Continue the forum thread about a computer that boots to a command prompt instead of Windows 98, picking up after its last post.

* Begin Excerpted text *

# Computer boots to command prompt instead of Windows 98



## Fletch7 (May 7, 2000)

My IBM Aptiva computer is booting to command prompt instead of windows 98. At the command prompt if you type "win" it says it is a bad command or file name. I have tried to change this through the windows 98 start up menu but it just continues to boot to the command prompt. I cannot find any way to get into windows 98. Any help would be appreciated.


----------



## reghakr (Apr 29, 2000)

Do you have any idea what caused it?
Use a Windows98 bootdisk to get it started. After the tools are all extracted, type sys c:

reghakr


----------



## Fletch7 (May 7, 2000)

I bought this computer from a company auction. It has been checked out and is guaranteed to be working properly. I just need to fix this problem with it booting to the command prompt instead of windows. Do you know where I can get a windows 98 bootdisk? I do not have one and maybe this bootdisk will correct this problem. Thanks for responding to me with this information.


----------



## 4239 (Oct 20, 1999)

Hi Fletch,
Welcome aboard,most people using W98 have a boot disk or can easily make one for you.It's just a matter of inserting a floppy and selecting create disk and waiting a minute for it . Did this computer come with windows installed and if so how long did it work before you had this problem?

* End Excerpted text *
* Begin Material shown *

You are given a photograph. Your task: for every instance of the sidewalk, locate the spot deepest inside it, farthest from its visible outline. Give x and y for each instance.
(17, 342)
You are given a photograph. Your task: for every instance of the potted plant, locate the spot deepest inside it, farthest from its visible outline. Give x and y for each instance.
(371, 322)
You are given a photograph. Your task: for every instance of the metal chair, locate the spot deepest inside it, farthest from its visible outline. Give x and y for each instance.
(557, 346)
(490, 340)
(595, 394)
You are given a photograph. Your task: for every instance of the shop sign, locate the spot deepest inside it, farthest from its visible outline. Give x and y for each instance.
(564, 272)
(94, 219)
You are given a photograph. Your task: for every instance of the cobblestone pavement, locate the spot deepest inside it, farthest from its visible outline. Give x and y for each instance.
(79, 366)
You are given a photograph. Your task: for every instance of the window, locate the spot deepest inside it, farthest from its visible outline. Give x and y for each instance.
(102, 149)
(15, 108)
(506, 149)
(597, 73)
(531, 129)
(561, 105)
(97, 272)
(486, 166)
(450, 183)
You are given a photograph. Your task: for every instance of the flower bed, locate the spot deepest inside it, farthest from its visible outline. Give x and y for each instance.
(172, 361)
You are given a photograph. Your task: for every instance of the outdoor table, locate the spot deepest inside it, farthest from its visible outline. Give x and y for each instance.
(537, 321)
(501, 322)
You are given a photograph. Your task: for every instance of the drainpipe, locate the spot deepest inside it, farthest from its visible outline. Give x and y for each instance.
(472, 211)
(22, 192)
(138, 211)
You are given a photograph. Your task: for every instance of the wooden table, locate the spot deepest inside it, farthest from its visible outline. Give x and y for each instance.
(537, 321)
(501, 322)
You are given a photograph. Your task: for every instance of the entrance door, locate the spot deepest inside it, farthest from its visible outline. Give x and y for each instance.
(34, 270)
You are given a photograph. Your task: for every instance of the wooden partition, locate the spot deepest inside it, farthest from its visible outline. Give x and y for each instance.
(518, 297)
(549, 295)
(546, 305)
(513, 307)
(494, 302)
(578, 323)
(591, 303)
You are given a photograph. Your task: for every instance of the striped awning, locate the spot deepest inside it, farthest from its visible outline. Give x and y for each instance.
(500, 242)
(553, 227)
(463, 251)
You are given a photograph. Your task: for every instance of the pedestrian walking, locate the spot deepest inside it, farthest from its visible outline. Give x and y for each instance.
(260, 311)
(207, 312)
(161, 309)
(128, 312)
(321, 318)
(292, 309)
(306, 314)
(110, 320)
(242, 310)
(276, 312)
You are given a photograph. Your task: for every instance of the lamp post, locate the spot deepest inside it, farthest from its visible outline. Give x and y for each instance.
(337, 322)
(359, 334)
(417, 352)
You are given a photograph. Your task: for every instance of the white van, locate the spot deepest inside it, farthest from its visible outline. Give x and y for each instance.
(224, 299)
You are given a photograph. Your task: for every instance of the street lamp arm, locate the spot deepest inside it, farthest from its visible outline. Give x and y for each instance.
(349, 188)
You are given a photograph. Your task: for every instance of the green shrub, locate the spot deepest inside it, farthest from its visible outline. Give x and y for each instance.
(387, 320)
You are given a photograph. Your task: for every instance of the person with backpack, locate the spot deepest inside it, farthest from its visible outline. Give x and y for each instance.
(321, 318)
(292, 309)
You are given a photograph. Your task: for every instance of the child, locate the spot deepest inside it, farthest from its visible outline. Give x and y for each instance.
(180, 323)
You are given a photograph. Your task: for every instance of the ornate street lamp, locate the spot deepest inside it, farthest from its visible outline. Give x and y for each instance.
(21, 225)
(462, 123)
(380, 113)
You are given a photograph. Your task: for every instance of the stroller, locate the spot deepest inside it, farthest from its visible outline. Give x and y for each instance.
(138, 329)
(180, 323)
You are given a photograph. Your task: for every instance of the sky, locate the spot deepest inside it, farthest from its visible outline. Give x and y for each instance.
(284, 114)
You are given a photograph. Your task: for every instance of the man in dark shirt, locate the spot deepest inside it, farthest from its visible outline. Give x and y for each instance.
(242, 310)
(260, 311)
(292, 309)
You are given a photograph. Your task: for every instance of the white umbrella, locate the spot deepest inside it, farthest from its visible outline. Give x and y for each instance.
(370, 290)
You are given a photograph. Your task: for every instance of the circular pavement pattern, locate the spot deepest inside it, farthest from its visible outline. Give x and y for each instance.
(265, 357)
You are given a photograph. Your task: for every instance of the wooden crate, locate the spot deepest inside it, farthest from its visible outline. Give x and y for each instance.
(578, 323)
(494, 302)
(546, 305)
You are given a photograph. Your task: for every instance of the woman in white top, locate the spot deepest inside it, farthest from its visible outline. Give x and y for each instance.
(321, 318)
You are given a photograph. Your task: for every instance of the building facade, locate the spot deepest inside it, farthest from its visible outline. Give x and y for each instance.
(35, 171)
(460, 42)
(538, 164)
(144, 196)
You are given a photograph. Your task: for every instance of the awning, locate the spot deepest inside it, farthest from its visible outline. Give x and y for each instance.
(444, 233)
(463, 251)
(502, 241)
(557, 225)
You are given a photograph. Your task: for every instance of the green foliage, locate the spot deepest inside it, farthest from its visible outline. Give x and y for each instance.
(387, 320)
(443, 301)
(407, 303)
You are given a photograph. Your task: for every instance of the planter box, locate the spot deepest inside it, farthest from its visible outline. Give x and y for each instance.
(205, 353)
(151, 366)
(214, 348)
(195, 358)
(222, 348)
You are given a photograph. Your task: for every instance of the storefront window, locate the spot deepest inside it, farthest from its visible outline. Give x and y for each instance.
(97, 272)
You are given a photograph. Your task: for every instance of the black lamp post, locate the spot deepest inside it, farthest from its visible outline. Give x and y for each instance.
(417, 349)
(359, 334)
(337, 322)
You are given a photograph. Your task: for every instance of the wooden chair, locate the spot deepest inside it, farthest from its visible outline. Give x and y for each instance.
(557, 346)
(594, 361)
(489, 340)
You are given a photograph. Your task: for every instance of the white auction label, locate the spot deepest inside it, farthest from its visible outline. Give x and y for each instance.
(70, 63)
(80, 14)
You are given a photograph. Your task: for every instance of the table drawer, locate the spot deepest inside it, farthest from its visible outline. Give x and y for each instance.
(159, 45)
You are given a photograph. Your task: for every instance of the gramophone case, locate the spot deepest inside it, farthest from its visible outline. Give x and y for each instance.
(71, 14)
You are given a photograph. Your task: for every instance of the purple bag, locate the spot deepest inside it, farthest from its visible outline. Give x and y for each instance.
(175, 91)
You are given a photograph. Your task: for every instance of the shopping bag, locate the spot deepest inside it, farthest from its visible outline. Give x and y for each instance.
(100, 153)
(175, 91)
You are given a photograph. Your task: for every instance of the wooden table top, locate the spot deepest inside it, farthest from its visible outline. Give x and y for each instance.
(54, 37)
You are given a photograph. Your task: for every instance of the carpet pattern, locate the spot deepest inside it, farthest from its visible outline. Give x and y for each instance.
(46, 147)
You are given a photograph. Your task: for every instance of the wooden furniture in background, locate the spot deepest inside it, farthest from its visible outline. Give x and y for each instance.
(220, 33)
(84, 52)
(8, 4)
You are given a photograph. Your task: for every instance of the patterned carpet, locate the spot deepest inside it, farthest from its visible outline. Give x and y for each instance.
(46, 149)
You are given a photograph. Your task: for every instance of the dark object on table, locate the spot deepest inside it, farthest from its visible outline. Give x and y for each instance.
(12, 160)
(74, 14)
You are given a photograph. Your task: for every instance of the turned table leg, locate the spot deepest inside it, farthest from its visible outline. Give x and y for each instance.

* End Material shown *

Output of the task =
Bob









[This message has been edited by bd (edited 05-08-2000).]


----------



## Bryan (Jul 3, 1999)

If you have access to a W98 PC then do this to create a bootdisk, Start>Settings>CP>Add/RemovePrograms>Startup Disk

If you only have access to a W95 PC then go  here and download win98sb.exe

Place the program in your root c:

Place a formated diskette in the a: drive 
Now get to a Dos prompt and type in

cd \ and press enter
win98sb.exe a: and press enter.

[This message has been edited by bhesson (edited 05-08-2000).]


----------



## angel (Dec 2, 1998)

...

[This message has been edited by angel (edited 05-08-2000).]


----------



## Bryan (Jul 3, 1999)

Before you try using a Bootdisk try this. Get to the C: prompt and type in this command and press enter.

deltree C:\winboot.ini

If it finds it, respond with "Y" to the deletion confirmation message. Now restart the PC.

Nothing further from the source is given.